§ 问题描述: 将下面全部条目的各行转换为编号列表，空行不计入。

[标注点记录]
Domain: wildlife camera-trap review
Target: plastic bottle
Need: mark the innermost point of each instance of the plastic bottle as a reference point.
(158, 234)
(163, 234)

§ 完整回答:
1. Domain: wildlife camera-trap review
2. Target: plastic bottle
3. Need: mark the innermost point of each instance of the plastic bottle as a reference point.
4. (158, 234)
5. (163, 234)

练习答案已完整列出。